## Dataset

---+---

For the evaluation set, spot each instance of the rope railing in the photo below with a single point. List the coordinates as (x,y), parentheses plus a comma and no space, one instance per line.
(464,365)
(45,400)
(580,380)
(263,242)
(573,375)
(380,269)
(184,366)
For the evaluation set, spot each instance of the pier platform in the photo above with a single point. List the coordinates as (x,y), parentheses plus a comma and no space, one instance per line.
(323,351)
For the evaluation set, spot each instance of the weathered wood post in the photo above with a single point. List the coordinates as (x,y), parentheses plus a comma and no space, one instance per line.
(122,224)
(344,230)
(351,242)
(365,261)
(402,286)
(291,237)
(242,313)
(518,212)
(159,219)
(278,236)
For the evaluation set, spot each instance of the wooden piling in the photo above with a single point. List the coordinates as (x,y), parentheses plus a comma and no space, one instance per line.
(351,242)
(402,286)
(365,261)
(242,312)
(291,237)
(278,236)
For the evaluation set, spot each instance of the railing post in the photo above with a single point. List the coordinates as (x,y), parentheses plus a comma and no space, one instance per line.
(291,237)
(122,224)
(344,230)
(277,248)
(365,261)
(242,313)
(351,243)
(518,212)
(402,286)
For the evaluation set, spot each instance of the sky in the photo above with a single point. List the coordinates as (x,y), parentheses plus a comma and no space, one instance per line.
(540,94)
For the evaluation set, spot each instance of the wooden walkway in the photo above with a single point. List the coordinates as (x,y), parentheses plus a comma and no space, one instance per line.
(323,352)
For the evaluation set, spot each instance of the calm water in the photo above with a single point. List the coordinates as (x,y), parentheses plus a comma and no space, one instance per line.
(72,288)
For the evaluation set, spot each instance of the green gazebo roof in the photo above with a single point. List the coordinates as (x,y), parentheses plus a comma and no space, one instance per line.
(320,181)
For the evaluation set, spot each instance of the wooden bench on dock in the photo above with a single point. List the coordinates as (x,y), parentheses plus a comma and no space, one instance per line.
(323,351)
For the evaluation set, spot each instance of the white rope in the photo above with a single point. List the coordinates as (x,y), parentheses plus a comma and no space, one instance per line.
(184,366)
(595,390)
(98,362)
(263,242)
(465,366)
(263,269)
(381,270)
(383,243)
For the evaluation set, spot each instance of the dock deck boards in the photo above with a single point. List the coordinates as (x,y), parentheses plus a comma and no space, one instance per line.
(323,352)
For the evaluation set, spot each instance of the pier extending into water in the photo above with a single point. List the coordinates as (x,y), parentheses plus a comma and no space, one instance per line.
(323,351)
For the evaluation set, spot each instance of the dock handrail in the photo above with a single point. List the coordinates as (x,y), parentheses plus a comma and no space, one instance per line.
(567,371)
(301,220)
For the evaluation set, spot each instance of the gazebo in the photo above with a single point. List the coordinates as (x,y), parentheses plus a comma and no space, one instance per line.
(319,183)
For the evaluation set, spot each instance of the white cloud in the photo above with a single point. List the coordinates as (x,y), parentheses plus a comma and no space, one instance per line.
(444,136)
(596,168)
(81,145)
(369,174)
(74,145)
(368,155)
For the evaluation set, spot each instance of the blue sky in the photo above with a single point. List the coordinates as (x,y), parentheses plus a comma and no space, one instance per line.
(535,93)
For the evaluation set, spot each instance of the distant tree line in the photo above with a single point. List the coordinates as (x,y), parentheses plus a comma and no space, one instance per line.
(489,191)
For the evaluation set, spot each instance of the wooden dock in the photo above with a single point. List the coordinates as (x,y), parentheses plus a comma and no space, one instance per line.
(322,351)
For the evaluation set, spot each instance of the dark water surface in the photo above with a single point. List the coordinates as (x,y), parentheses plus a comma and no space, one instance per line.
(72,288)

---+---

Repeat each entry word for word.

## Solution below
For the evaluation set, spot each instance of the rope railing in the photo below with a single point. List the coordinates as (x,y), parentheses plus a comma and no space, one instance per line.
(464,365)
(45,400)
(580,380)
(263,242)
(573,375)
(380,269)
(184,366)
For the evaluation set, spot each instance of the pier platform in the photo above with a single point. List the coordinates as (x,y), parentheses plus a comma and no space, one instance per line.
(323,351)
For the evaluation set, spot each instance of the weathered wood post in the photo above with a single point. List the coordinates as (x,y), parentheses plus a comma and no space, one instance per line.
(122,224)
(344,230)
(351,242)
(365,261)
(402,286)
(291,237)
(242,313)
(518,212)
(159,219)
(278,236)
For the evaluation set, spot each instance of the wooden piling in the photo above with a single point. List the coordinates as (x,y), parentheses plus a comma and no space, one instance per line.
(351,242)
(402,286)
(365,261)
(242,312)
(291,237)
(278,236)
For the evaluation set, spot each instance of the railing post in the photo above with a single point. List the coordinates as (x,y), parentheses plus a comma and no space, one instance per line.
(291,237)
(122,224)
(344,230)
(277,248)
(365,261)
(242,313)
(351,243)
(518,212)
(402,286)
For the evaluation set, spot each instance of the sky in the photo above with a single point. List the coordinates as (x,y), parentheses plus a comma and no space, one instance per line.
(540,94)
For the evaluation set, spot each instance of the wooden walkway in the photo above with a single point. List the coordinates as (x,y), parentheses plus a comma and no space, one instance per line.
(323,352)
For the evaluation set, spot each instance of the calm water in the photo above with a single point. List the coordinates as (x,y), parentheses plus a comma and no space, one instance per line.
(72,288)
For the evaluation set, spot each instance of the green gazebo roof in the photo above with a single point. List the coordinates as (x,y), parentheses plus a comma and no space, one instance per line.
(320,181)
For the evaluation set, spot each instance of the wooden bench on dock in the photo above with a single point. List the coordinates as (x,y), parentheses plus a comma and no space, one instance per line.
(323,351)
For the evaluation set, spot each instance of the white rope in the photo above with a single point. List the coordinates as (x,y), parentheses plus a comma and no space, one instance per line.
(184,366)
(595,390)
(98,362)
(263,242)
(465,366)
(263,269)
(381,270)
(383,243)
For the evaluation set, spot each instance of the dock deck boards in the photo above with a single point. List the coordinates as (x,y), parentheses plus a comma and no space, one instance per line.
(323,352)
For the evaluation set, spot each instance of the pier extending into water in the photo above with a single point. List the coordinates as (x,y), parentheses plus a comma and no space, one instance per line.
(323,351)
For the evaluation set, spot each instance of the dock handrail in the photo above with a single point. List the coordinates as (x,y), parentheses plus a comma and no space, one instance per line.
(567,371)
(301,220)
For the evaluation set, spot each instance of the gazebo in the photo above with a single point. List the coordinates as (x,y), parentheses plus a comma and no space, one instance per line.
(319,183)
For the evaluation set, spot each instance of the white cloud in the photo above with a single point. List the coordinates as (x,y), parentheses plus a comma and no space, one instance per line.
(444,136)
(596,168)
(81,145)
(369,174)
(74,145)
(368,155)
For the evaluation set, spot each instance of the blue sky in the photo above with a single point. List the coordinates as (x,y), parentheses plus a comma and no space, one instance per line.
(535,93)
For the evaluation set, spot each instance of the distant tree line in the photo above with a single point. List the coordinates as (x,y), parentheses plus a comma and no space, one instance per line.
(489,191)
For the evaluation set, spot each instance of the wooden dock in the photo above with a single point. List the coordinates as (x,y), parentheses plus a comma and no space, one instance per line.
(322,351)
For the evaluation set, spot each instance of the dark water surface in the photo above with a single point. List the coordinates as (x,y), parentheses plus a comma and no space, one instance per line.
(72,288)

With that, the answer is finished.